Data provided

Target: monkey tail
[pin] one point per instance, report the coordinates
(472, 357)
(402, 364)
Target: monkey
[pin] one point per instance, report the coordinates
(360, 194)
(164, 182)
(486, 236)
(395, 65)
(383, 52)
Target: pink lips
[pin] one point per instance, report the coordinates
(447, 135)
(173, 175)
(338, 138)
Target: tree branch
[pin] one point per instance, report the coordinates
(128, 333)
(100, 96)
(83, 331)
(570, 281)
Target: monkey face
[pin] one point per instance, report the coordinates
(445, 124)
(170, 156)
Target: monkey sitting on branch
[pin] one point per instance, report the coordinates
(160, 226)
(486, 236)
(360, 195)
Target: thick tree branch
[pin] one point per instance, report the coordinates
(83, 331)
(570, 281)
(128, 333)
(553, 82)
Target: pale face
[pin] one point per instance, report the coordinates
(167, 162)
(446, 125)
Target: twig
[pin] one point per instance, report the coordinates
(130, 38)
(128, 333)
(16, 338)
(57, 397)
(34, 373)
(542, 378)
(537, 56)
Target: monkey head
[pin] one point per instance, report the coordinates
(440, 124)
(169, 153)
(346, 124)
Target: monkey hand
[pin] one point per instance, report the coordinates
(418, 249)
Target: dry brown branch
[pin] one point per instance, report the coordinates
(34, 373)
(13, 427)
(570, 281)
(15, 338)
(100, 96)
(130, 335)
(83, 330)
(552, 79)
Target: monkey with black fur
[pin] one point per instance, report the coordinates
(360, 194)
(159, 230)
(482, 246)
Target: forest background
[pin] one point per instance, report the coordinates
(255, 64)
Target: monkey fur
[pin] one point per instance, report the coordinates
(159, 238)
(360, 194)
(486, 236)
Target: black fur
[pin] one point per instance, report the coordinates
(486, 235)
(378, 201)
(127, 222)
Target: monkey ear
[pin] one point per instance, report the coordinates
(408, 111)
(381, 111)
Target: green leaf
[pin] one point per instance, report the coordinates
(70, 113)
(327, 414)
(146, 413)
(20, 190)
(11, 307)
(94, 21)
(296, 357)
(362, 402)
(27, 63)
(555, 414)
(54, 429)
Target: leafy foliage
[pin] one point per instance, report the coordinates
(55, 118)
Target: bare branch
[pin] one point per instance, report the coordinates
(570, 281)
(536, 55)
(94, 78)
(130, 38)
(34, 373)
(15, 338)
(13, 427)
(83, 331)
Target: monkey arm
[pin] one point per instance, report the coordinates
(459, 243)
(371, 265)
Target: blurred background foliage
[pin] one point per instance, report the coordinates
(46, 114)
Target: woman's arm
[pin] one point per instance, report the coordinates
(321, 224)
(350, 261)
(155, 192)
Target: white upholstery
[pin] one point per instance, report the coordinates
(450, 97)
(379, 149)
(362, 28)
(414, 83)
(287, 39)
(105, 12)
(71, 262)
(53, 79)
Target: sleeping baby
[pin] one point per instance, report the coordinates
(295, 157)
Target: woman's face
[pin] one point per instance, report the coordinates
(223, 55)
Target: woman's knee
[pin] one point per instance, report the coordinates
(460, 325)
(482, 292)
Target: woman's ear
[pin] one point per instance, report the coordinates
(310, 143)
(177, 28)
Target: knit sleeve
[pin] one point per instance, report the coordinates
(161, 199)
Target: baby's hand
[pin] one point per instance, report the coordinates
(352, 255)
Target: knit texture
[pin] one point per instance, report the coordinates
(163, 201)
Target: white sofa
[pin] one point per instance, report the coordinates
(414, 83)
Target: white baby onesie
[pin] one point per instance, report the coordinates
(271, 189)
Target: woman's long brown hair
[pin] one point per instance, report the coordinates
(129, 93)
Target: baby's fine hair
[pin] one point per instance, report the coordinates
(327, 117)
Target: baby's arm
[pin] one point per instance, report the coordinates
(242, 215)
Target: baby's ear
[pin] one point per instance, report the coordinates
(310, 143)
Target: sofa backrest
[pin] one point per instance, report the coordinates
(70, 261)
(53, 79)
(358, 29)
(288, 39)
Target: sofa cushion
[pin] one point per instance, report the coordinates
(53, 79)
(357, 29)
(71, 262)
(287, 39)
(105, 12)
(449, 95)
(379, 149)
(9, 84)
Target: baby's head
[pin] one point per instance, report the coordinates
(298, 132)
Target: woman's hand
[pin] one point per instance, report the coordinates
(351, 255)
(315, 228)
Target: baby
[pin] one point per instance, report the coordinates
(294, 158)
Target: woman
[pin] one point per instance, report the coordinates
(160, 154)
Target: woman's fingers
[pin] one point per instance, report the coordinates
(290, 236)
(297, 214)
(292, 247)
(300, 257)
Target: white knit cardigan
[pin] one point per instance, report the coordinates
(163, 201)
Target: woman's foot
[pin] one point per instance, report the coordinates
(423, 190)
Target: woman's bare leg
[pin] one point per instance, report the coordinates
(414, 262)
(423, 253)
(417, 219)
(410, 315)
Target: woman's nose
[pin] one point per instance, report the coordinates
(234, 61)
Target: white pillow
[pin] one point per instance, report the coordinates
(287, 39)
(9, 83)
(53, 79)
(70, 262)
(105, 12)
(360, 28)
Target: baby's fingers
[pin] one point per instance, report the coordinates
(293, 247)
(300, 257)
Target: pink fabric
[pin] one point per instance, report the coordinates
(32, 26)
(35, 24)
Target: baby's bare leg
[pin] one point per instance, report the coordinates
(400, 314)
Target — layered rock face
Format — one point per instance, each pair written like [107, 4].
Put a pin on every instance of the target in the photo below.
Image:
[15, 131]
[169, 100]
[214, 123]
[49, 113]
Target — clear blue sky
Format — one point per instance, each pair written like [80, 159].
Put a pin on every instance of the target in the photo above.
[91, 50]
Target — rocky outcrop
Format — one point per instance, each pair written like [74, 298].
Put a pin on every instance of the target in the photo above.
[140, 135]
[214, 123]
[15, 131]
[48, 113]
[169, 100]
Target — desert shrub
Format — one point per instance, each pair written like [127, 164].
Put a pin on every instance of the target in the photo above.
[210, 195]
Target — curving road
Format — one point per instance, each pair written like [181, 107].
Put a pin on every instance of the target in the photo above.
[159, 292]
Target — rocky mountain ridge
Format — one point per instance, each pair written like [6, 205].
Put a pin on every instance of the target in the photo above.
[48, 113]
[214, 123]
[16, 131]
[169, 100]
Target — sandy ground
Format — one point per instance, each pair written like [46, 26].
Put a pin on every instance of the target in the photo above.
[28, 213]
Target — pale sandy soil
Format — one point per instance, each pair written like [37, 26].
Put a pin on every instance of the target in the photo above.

Aim of the exercise
The data should be printed again exactly, line for line.

Worked solution
Target: monkey tail
[pin] one point per instance, report the coordinates
(472, 357)
(402, 364)
Target: monkey
[pin] one point per instance, report the coordinates
(360, 194)
(164, 182)
(486, 236)
(395, 65)
(383, 52)
Target: pink lips
[pin] one point per instance, report the coordinates
(447, 135)
(173, 175)
(338, 138)
Target: tree branch
[pin] one point per instance, report the coordinates
(128, 333)
(100, 96)
(83, 331)
(570, 281)
Target: monkey face
[pin] one point per instance, report the coordinates
(445, 124)
(170, 156)
Target: monkey sitting on branch
[pin] one point per instance, report the coordinates
(160, 226)
(486, 236)
(360, 195)
Target: thick tree branch
[pin] one point per instance, report the coordinates
(83, 331)
(570, 281)
(128, 333)
(553, 82)
Target: pale face
[pin] one point per instance, report the coordinates
(167, 162)
(446, 125)
Target: twig
[pin] one point per instance, report the coordinates
(130, 38)
(128, 333)
(16, 338)
(57, 397)
(34, 373)
(542, 378)
(537, 56)
Target: monkey head
[pin] one point per instance, report the coordinates
(440, 124)
(169, 153)
(346, 124)
Target: monkey hand
[pin] one point per instance, report the coordinates
(418, 249)
Target: dry brown branch
[pin] one point per instance, report the coordinates
(34, 373)
(13, 427)
(570, 281)
(15, 338)
(100, 96)
(130, 335)
(83, 330)
(552, 79)
Target: monkey with black fur
[pin] one point per instance, report the coordinates
(360, 194)
(159, 230)
(482, 246)
Target: forest background
[pin] one point per instance, report the coordinates
(255, 64)
Target: monkey fur
[pin] one point per instance, report the coordinates
(159, 238)
(360, 194)
(486, 236)
Target: black fur
[pin] one point per instance, report the coordinates
(486, 235)
(378, 201)
(127, 222)
Target: monkey ear
[pin] one point per instance, report the coordinates
(408, 111)
(381, 111)
Target: green leaf
[pin] one point per instance, report the coordinates
(70, 113)
(327, 414)
(146, 413)
(20, 190)
(11, 307)
(94, 21)
(296, 357)
(362, 402)
(27, 63)
(555, 414)
(54, 429)
Target: leafy foliage
[pin] one point per instance, report the coordinates
(55, 118)
Target: bare branch
[pin] one point per instance, report the coordinates
(570, 281)
(536, 55)
(94, 78)
(130, 38)
(34, 373)
(15, 338)
(13, 427)
(83, 331)
Target: monkey arm
[pin] one point per instance, report the coordinates
(459, 243)
(371, 265)
Target: blurred background foliage
[pin] one point per instance, report the coordinates
(46, 114)
Target: woman's arm
[pin] one point per instance, report the coordinates
(321, 224)
(350, 261)
(155, 192)
Target: white upholstery
[pin] one point per instance, report the coordinates
(450, 97)
(379, 149)
(362, 28)
(414, 83)
(287, 39)
(105, 12)
(71, 262)
(53, 79)
Target: sleeping baby
[pin] one point per instance, report the coordinates
(295, 157)
Target: woman's face
[pin] one point per instance, report the coordinates
(223, 55)
Target: woman's knee
[pin] one point per instance, report the coordinates
(460, 325)
(482, 292)
Target: woman's ear
[pin] one point per instance, report the coordinates
(310, 143)
(177, 28)
Target: knit sleeve
[pin] one point per instance, report the coordinates
(161, 199)
Target: baby's hand
[pin] one point per instance, report the coordinates
(352, 255)
Target: knit texture
[pin] one point per instance, report the coordinates
(163, 201)
Target: white sofa
[pin] one point per instance, report the coordinates
(414, 83)
Target: white baby onesie
[pin] one point per instance, report the coordinates
(271, 189)
Target: woman's long brown hair
[pin] one point per instance, report the coordinates
(129, 93)
Target: baby's fine hair
[pin] one point per instance, report the coordinates
(327, 117)
Target: baby's arm
[pin] one point per instance, report the coordinates
(242, 215)
Target: baby's ear
[pin] one point per instance, report the coordinates
(310, 143)
Target: sofa backrest
[pin] one point per instance, report the coordinates
(70, 261)
(53, 79)
(358, 29)
(288, 39)
Target: sofa cushion
[pin] one point per instance, report the coordinates
(53, 79)
(357, 29)
(71, 262)
(287, 39)
(105, 12)
(449, 95)
(379, 149)
(9, 84)
Target: baby's head
[pin] one point per instance, report the coordinates
(298, 132)
Target: woman's hand
[pin] one point per instance, report the coordinates
(351, 255)
(315, 228)
Target: baby
[pin] one point per instance, report the coordinates
(294, 158)
Target: woman
[pin] one point per instance, report the coordinates
(160, 154)
Target: woman's fingers
[pin] one point per instance, report the coordinates
(290, 236)
(297, 214)
(292, 247)
(300, 257)
Target: white knit cardigan
[pin] one point per instance, report the coordinates
(163, 201)
Target: woman's foot
[pin] one point per instance, report the coordinates
(423, 190)
Target: woman's bare leg
[pin] one point per instance, report the coordinates
(414, 262)
(423, 253)
(417, 219)
(410, 315)
Target: woman's nose
[pin] one point per instance, report the coordinates
(234, 61)
Target: white pillow
[pin] one point per instance, report the coordinates
(287, 39)
(9, 83)
(53, 79)
(70, 262)
(105, 12)
(360, 28)
Target: baby's fingers
[pin] one point per instance, report the coordinates
(293, 247)
(300, 257)
Target: pink fabric
[pin] one point per instance, report the coordinates
(32, 26)
(35, 24)
Target: baby's bare leg
[pin] one point per instance, report the coordinates
(400, 314)
Target — layered rock face
Format — one point per instance, each pair written like [107, 4].
Put a pin on every instance of the target in the photo below.
Image:
[15, 131]
[169, 100]
[214, 123]
[49, 113]
Target — clear blue sky
Format — one point per instance, each pair written like [80, 159].
Put a pin on every instance of the target in the photo above.
[91, 50]
Target — rocky outcrop
Format — one point per instance, each pair written like [74, 298].
Put a pin on every instance of the target in the photo above.
[140, 135]
[214, 123]
[15, 131]
[48, 113]
[169, 100]
Target — desert shrub
Format — one point per instance, each pair written like [127, 164].
Put a pin on every instance of the target in the photo above.
[210, 195]
Target — curving road
Format — one point per instance, each pair written like [181, 107].
Put a pin on every instance of the target in the photo above.
[159, 292]
Target — rocky mountain ridge
Format — one point per instance, each pair written like [6, 205].
Put a pin on every instance of the target in the photo above.
[48, 113]
[214, 123]
[16, 131]
[169, 100]
Target — sandy ground
Format — one point per instance, each pair written like [46, 26].
Put a pin on every instance of the target in the photo above.
[28, 213]
Target — pale sandy soil
Format — one point per instance, each pair written like [37, 26].
Put a pin on every instance of the target in the photo above.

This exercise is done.